### What the exercise asks
Could you give the data below again, exactly and completely?

>> START Input

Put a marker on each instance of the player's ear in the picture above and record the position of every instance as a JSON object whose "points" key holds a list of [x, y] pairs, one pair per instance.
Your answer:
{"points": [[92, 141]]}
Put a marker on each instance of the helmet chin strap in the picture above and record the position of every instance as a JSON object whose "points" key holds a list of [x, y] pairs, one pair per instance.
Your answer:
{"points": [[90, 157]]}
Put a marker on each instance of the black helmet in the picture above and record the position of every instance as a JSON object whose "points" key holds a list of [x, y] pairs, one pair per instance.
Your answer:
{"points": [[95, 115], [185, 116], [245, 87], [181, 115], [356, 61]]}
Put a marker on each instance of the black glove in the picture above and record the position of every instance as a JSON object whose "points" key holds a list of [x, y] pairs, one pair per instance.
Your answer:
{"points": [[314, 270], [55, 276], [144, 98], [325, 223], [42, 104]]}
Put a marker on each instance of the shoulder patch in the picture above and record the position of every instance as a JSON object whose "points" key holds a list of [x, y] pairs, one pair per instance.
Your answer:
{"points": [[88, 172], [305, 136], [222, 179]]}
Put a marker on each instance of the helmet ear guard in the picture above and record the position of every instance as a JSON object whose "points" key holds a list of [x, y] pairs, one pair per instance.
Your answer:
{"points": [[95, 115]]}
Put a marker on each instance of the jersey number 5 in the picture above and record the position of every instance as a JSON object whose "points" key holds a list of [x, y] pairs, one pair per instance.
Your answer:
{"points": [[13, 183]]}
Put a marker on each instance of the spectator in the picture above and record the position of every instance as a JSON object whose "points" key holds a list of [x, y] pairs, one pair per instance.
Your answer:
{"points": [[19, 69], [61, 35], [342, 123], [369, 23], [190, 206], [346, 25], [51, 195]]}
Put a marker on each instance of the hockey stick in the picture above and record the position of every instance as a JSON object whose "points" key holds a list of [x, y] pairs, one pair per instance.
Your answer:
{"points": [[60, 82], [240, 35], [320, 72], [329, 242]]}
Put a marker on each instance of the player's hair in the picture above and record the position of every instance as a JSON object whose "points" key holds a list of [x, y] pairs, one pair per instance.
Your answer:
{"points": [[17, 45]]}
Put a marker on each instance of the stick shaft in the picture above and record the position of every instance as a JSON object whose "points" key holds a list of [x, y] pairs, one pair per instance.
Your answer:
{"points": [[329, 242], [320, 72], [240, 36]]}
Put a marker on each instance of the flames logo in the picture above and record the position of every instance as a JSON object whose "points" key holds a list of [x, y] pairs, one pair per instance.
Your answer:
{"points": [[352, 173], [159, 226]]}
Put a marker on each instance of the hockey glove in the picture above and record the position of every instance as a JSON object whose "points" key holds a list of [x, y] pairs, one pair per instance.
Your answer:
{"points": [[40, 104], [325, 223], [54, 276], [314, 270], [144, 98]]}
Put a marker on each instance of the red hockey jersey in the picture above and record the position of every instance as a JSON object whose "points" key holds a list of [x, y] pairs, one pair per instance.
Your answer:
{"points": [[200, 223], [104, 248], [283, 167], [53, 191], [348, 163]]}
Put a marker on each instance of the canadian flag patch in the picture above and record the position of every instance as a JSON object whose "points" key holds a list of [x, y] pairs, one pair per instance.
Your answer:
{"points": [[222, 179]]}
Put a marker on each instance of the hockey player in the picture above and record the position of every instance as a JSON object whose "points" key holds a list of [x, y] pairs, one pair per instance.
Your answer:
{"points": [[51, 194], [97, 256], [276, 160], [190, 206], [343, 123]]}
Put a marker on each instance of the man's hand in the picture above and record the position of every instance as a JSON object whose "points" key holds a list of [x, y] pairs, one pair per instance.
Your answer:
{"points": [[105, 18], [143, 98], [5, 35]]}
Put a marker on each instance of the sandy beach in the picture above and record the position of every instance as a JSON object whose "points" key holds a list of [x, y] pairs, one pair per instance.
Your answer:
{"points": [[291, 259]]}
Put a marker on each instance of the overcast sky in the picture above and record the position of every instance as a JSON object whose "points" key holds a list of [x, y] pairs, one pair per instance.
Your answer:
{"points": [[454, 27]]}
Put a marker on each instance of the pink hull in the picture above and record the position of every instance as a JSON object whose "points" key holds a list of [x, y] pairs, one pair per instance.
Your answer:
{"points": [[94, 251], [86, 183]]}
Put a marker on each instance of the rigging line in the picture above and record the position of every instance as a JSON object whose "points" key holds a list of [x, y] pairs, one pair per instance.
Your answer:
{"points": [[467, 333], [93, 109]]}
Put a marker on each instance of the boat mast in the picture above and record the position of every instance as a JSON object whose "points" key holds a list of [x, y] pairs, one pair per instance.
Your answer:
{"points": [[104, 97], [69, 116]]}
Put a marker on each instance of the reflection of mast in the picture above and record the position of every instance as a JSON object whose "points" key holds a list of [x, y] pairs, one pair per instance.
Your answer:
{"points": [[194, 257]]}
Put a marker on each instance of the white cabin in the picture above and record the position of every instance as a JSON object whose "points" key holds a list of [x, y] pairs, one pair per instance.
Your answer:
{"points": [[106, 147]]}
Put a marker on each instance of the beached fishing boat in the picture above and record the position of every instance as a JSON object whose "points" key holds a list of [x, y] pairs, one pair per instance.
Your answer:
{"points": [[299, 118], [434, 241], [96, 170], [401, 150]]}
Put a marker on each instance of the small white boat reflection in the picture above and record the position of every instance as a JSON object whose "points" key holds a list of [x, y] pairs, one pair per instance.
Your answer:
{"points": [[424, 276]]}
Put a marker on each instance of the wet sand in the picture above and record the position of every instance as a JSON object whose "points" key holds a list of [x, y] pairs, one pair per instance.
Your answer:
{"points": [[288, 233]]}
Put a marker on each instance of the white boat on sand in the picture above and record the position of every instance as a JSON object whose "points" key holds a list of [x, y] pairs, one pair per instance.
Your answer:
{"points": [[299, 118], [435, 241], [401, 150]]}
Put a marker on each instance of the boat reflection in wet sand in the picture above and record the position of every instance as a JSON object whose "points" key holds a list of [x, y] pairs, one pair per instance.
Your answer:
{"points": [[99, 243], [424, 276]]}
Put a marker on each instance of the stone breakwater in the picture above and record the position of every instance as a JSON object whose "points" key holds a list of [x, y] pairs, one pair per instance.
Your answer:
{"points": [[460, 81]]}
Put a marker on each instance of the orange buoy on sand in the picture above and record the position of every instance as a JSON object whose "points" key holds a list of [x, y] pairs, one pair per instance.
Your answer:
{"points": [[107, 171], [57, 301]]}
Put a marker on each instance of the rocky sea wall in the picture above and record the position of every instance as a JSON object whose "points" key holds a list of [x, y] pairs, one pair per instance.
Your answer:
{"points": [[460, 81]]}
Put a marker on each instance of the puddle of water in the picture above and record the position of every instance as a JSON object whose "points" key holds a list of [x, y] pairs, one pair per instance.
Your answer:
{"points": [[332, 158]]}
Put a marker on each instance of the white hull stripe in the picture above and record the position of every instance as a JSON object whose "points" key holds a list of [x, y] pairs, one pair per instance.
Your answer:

>> END Input

### Answer to this problem
Put a marker on each instance of the player's ear in the picture above and record the position of every instance as a JSON object whose "points" key holds a list of [x, y] pairs, one pair per instance.
Your answer:
{"points": [[92, 141]]}
Put a marker on each instance of the helmet chin strap in the picture above and record the position of every instance as a JSON object whose "points" key holds a list of [x, y] pairs, one pair per instance.
Your answer:
{"points": [[90, 157]]}
Put a marker on each instance of the black helmet in the picture above and record the position of every instance as a JSON object whose "points" key holds a list of [x, y] pairs, one pair per instance.
Your answer:
{"points": [[95, 115], [185, 116], [245, 87], [181, 115], [356, 61]]}
Put a marker on each instance of the black glove in the picture above and record the position of every instance as a JSON object whose "points" key holds a list of [x, y] pairs, one pair per instance.
Your answer:
{"points": [[314, 270], [55, 276], [144, 98], [325, 223], [42, 104]]}
Put a marker on each instance of the shoulder patch in the picture above and record the position of every instance as a JSON object whose "points" key holds a list of [x, y] pairs, one pair per instance.
Your answer:
{"points": [[88, 172], [305, 136], [222, 179]]}
Put a marker on each instance of the helmet ear guard in the picture above and record the position of every instance as a JSON object whose "points" key holds a list of [x, y] pairs, one pair per instance.
Your answer:
{"points": [[95, 115]]}
Put a marker on each instance of the jersey number 5 in the picture above and record the position of every instance as a JSON object whose "points" key holds a list of [x, y] pairs, one pair per instance.
Your answer:
{"points": [[13, 183]]}
Put a marker on each instance of the spectator in the picture above and record the position of every instance as a JSON object whose "points" key holds a list of [x, y] pairs, one pair per instance.
Your answer:
{"points": [[19, 69], [61, 35], [342, 123], [369, 23], [190, 206], [346, 25], [51, 195]]}
Put a marker on each instance of the hockey stick in the picture above and record the position of every instance as a JSON object whose "points" key holds a list of [x, y] pairs, one pair per instance.
Your answer:
{"points": [[60, 82], [240, 35], [320, 72], [329, 242]]}
Put a marker on each instance of the player's hair in the picture above and record the position of every instance as a JSON object whose "points" key holds a list of [x, y] pairs, one pair per instance.
Your answer:
{"points": [[17, 45]]}
Put a marker on each instance of the stick shaft in the picture above and record the position of every instance as a JSON object whose "points" key holds a list of [x, y] pairs, one pair per instance.
Your answer:
{"points": [[329, 242], [320, 72], [240, 36]]}
Put a marker on each instance of the flames logo in the picture above and record the position of every instance as a JSON object whose "points" key holds a list of [x, y] pairs, one pair per instance.
Your answer:
{"points": [[352, 173], [159, 226]]}
Put a marker on each instance of the hockey glove in the picture above and record the position of every instance as a JSON object whose "points" key holds a list of [x, y] pairs, one pair per instance.
Your answer:
{"points": [[40, 104], [325, 223], [54, 276], [314, 270], [144, 98]]}
Put a marker on each instance of the red hockey jersey in the picture above and record the position of every instance as a JSON object whose "points" key holds a list of [x, y] pairs, one pair per instance.
Your answer:
{"points": [[200, 223], [104, 248], [283, 167], [53, 191], [348, 163]]}
Put a marker on each instance of the canadian flag patch in the picture above and record the position of every instance as a JSON object whose "points" key holds a list of [x, y] pairs, one pair per instance.
Your answer:
{"points": [[222, 179]]}
Put a marker on each instance of the hockey player in the picture above and record the position of every instance as a JSON object whose "points" key holds a list of [x, y] pairs, one pair per instance.
Your answer:
{"points": [[51, 194], [97, 256], [276, 160], [190, 206], [343, 123]]}
Put a marker on each instance of the man's hand in the picture above and record the position of every instance as a JSON object whose "points" key holds a list of [x, y] pairs, one pair per instance.
Your answer:
{"points": [[105, 18], [143, 98], [5, 35]]}
Put a marker on each instance of the sandy beach in the picture above and record the position of every instance as a JSON object whose "points" key holds a list of [x, y] pairs, one pair per instance.
Your answer:
{"points": [[291, 259]]}
Put a marker on each instance of the overcast sky in the picture above and record the position of every instance as a JSON object whose "points" key holds a list of [x, y] pairs, one pair per instance.
Your answer:
{"points": [[454, 27]]}
Put a marker on each instance of the pink hull in the picture above and record the position of every instance as a JSON object whose "points" key holds a list of [x, y] pairs, one pair per instance.
Your answer:
{"points": [[94, 251], [86, 183]]}
Put a marker on each instance of the rigging line in the picture above and record the position of every instance as a JSON object whose "points" key holds a list of [x, y] pairs, one pair per instance.
Your answer:
{"points": [[467, 333], [93, 109]]}
Put a marker on each instance of the boat mast in the picture above and record the position of every instance as a JSON object whose "points" key holds a list of [x, y] pairs, one pair per instance.
Your answer:
{"points": [[104, 97], [69, 116]]}
Put a marker on each instance of the reflection of mast in the picture above and record the position of every instance as a JSON object whose "points" key holds a list of [x, y] pairs, one pair per instance.
Your answer:
{"points": [[194, 257]]}
Put a marker on each instance of the white cabin in the picture above and record the position of every instance as a JSON object whose "points" key holds a list of [x, y] pairs, one pair per instance.
Your answer:
{"points": [[106, 147]]}
Put a marker on each instance of the beached fishing boat in the picture above and record the position of every instance as a JSON object whose "points" key holds a list of [x, y] pairs, one pair per instance.
Your answer:
{"points": [[299, 118], [434, 241], [96, 170], [401, 150]]}
Put a marker on each instance of the small white boat reflection in the picture above and record the position of every instance as a JSON object whose "points" key holds a list of [x, y] pairs, one pair per instance.
Your answer:
{"points": [[424, 276]]}
Put a marker on each instance of the wet sand in the picture above and record the position of every instance as a JSON object whose "points" key holds a list of [x, y] pairs, one pair per instance.
Your answer:
{"points": [[288, 233]]}
Put a marker on each instance of the white boat on sand in the picture above and record the position of every instance as a JSON object whose "points" key holds a list of [x, y] pairs, one pair per instance.
Your answer:
{"points": [[299, 118], [435, 241], [401, 150]]}
Put a marker on each instance of the boat reflection in wet sand in the picture above and record the position of every instance as a JSON object whose "points" key holds a list of [x, y] pairs, one pair per instance.
Your answer:
{"points": [[99, 243], [424, 276]]}
Put a marker on each instance of the stone breakwater in the picture above and record the position of every instance as a JSON object whose "points" key holds a list of [x, y] pairs, one pair per instance.
Your answer:
{"points": [[460, 81]]}
Put a marker on each instance of the orange buoy on sand in the picture above and record the position of every instance as a JSON object whose "points" key holds a list of [x, y] pairs, one pair per instance.
Your answer:
{"points": [[107, 171], [57, 301]]}
Put a marker on each instance of the rocky sea wall in the picture above and record the position of every instance as a JSON object whose "points" key holds a list of [x, y] pairs, one pair per instance.
Your answer:
{"points": [[460, 81]]}
Put a marker on each instance of the puddle of water in the picture above and record the position of every instance as a JSON object whose "points" key holds a list of [x, y] pairs, one pair per instance.
Your answer:
{"points": [[332, 158]]}
Put a marker on each instance of the white hull stripe in the picture above and record the position of every instance as a JSON object whose "points" key holds a list of [x, y] pairs, one pair per instance.
Your answer:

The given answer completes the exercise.